◆ **The task**
Please read the committee transcript: what does Mr. DeWolfe say his caucus uses as a guide for selecting issues?

◆ **Supplied passage**
MR. DEWOLFE: So we are not really discussing these at this point. You are just laying them out.
MR. CHAIRMAN: What would be on the priority list of the PC caucus?
MR. DEWOLFE: Well, again, I think the issue is arising from the work of the Auditor General.
MR. CHAIRMAN: Do you have particular items you want to . . .
MR. DEWOLFE: I do not, other than the ones that we put forward before. We traditionally try to highlight issues, pursue issues that the Auditor General brought to our attention and use the AG's report as a guide. I would think it is the most appropriate non-partisan way to select witnesses and issues for discussion. Having said that, the Auditor General did come and present this report and I think we should follow along with it.
MR. CHAIRMAN: Thank you. As usual, we don't have any perfect overlap between the three caucuses. We just have topics that are probably proposed directly or indirectly by two caucuses. The first one that I would like to suggest is the topic of the Gaming Corporation with the Office of Health Promotion and it seems to me that it would be useful to have the Gaming Foundation there as well.

(Records from a data collection)

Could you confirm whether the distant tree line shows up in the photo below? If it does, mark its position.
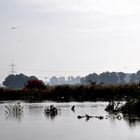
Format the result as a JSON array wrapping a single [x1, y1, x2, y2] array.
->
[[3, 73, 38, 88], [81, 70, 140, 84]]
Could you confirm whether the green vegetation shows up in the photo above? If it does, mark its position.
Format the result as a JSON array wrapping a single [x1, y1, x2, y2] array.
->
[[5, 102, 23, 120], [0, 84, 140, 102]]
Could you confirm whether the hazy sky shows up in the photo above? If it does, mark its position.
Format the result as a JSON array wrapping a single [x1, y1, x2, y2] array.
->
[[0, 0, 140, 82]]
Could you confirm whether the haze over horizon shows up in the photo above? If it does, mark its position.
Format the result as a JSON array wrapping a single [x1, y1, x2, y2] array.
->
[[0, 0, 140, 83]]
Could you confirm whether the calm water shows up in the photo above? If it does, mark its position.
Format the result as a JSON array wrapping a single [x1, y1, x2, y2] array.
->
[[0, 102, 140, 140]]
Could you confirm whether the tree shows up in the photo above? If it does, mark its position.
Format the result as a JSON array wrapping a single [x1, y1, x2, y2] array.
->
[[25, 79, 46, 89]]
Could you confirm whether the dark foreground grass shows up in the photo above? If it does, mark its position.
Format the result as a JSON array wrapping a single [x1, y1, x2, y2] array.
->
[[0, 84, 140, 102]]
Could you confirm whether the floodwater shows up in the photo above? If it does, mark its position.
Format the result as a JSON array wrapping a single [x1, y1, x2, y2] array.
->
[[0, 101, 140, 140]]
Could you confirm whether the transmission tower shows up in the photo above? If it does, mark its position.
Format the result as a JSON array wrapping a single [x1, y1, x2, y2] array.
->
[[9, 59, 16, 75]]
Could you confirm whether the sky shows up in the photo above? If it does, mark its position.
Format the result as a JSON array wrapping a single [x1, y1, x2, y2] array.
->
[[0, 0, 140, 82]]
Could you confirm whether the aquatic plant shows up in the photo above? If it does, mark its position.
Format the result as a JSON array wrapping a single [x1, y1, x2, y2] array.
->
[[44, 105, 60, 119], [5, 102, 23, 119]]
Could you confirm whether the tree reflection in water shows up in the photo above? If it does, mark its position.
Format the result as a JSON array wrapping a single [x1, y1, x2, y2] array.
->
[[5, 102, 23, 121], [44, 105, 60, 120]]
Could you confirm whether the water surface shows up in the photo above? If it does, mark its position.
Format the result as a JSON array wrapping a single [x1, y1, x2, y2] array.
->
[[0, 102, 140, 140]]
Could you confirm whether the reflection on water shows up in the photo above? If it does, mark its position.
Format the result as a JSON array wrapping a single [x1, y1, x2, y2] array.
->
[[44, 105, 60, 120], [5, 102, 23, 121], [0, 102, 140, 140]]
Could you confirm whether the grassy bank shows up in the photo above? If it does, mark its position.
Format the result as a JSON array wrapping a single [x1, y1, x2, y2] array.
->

◆ **Your response**
The Auditor General's report.